>>
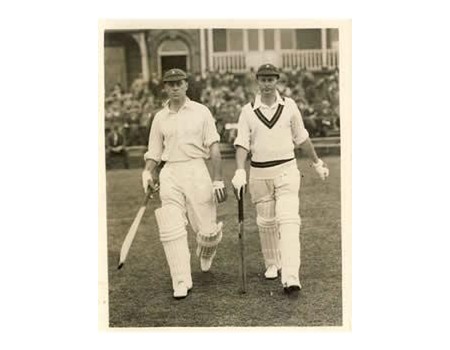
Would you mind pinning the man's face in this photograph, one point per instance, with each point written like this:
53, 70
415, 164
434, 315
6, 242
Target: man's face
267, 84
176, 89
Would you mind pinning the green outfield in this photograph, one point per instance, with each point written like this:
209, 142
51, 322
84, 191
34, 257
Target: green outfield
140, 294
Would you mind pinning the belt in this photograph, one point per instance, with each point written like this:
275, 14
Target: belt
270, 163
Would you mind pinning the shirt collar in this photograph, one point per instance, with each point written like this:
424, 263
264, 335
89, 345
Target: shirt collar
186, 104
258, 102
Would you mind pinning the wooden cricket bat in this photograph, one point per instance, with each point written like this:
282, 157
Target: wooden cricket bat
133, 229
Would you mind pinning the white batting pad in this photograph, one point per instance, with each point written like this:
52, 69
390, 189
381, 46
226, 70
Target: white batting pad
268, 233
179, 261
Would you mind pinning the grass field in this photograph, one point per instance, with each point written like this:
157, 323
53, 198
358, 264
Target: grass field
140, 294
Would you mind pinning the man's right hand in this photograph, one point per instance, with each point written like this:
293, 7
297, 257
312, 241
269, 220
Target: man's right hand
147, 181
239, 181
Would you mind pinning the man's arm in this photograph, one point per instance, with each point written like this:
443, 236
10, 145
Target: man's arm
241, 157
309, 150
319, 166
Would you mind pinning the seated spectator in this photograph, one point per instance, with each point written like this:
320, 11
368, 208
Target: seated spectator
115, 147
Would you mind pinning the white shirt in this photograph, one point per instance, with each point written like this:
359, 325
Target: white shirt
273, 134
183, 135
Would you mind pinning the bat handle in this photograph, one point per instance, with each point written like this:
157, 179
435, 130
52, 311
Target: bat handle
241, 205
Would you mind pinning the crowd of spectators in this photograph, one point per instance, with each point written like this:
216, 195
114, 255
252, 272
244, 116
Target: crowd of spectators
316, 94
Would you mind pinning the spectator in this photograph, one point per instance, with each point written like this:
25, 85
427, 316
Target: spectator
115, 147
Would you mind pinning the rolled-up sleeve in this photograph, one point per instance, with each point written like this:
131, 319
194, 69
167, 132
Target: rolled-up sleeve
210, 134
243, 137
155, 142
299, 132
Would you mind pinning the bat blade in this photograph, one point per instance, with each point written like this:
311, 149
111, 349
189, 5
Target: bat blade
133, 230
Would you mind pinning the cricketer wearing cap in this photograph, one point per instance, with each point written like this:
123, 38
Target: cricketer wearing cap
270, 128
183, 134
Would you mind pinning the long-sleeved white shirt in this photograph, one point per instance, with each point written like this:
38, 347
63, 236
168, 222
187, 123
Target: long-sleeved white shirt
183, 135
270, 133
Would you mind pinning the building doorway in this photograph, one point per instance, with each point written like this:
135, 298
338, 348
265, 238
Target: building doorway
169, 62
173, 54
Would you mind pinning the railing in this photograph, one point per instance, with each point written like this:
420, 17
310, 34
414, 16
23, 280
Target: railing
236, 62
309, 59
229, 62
<<
## WORK TO COMPLETE
Scale the answer coordinates by 0.85, rounding to whole numbers with halves going up, in the part of the data that opens with the line containing "Would you mind pinning the white shirt" and runs through the end of the data, both ends included. Rewrite every line of that part, keeping all other lines and numbers unchanged.

## THE COMPLETED TASK
Would you mind pinning the white shirt in this photograph, one point per instance, with each point written like this:
359, 325
Target: white shirt
232, 114
156, 115
Would you mind pinning the bat handle in this photograph, one point per instance, with each point written like this:
157, 179
435, 130
52, 311
Target: bat handle
205, 174
Would you mind pinning the crowd of spectators in this photograph, one point per instance, with each point written like this:
216, 195
114, 255
252, 272
244, 116
Target: crowd of spectators
269, 80
Would you mind pinning the spectator in this photograph, one point per instance, with each point written like this:
25, 85
427, 316
Target: spectator
98, 125
Would you mind pinning the rolled-up sleeve in this photograph, one point per instance, with each point written like this:
131, 319
194, 69
167, 132
Target: rolled-up sleeve
179, 114
207, 116
132, 121
254, 112
Would you mind pinning the bat blade in this photograph, one point per instance, with each point written like this:
311, 149
111, 349
189, 5
Target: bat blade
113, 196
Would you mind pinning the cricketer wearing cap in this photograph, one point per instance, with each point written like this:
123, 38
Target: cricketer wearing cap
230, 109
156, 114
Would you mind pinning the long-sleeved white shirt in this photograph, one point per instance, with each point written like this:
38, 347
63, 236
168, 222
187, 123
Target: long-sleeved white shirt
156, 115
230, 113
Would you mind pinning the building doorway in this photograph, one point per instance, with each point written like this:
135, 298
338, 348
265, 238
Target: building doorway
144, 53
147, 46
Would you mind pinning the railing in this photograph, one point per instance, with each point written like this:
420, 17
310, 34
414, 16
23, 280
Target: railing
201, 53
263, 50
195, 53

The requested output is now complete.